Image location labeling material.
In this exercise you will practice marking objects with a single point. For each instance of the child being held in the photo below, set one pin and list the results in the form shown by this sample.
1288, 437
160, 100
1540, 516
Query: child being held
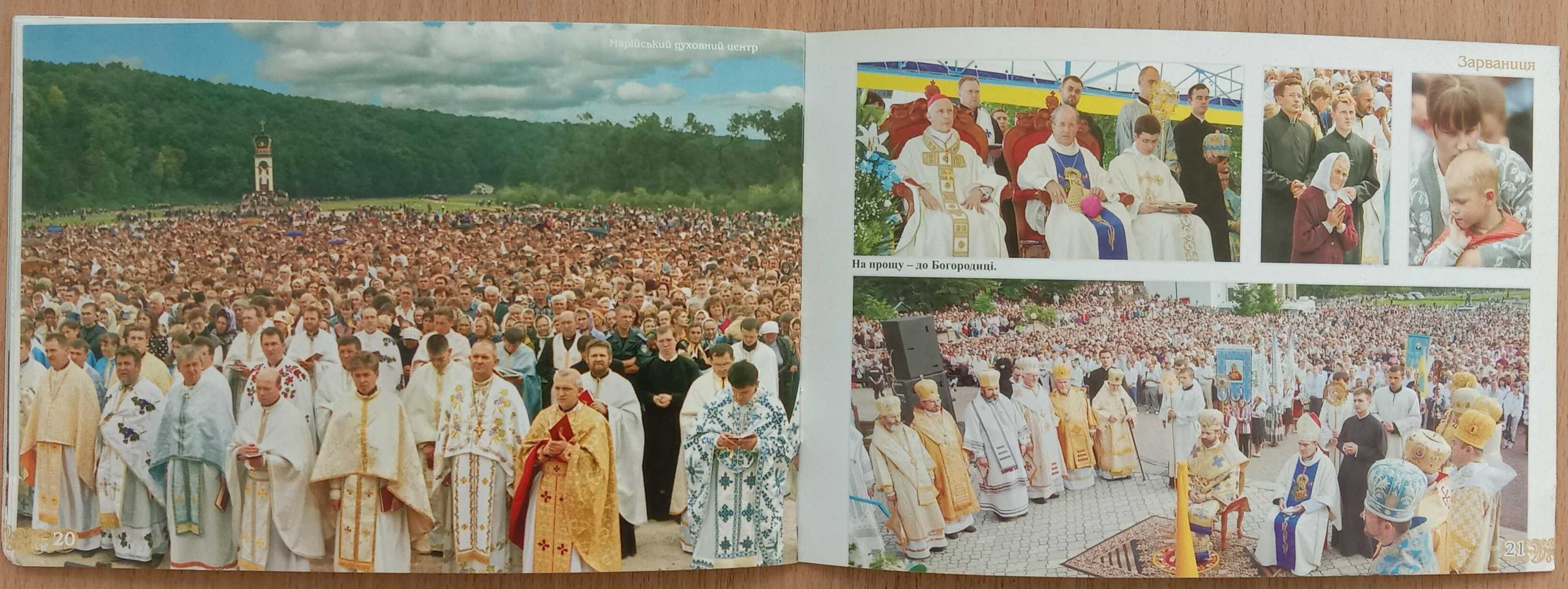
1474, 218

EXERCISE TASK.
Reproduce the material above line for line, with no changes, but leave out the pictures.

FINISHED TASK.
In this exercise you will practice marking objects with a single point. For each instance of the child being held in the photo below, set one pin and list the results in the form shown by this sample.
1288, 437
160, 100
1540, 516
Query: child being held
1474, 218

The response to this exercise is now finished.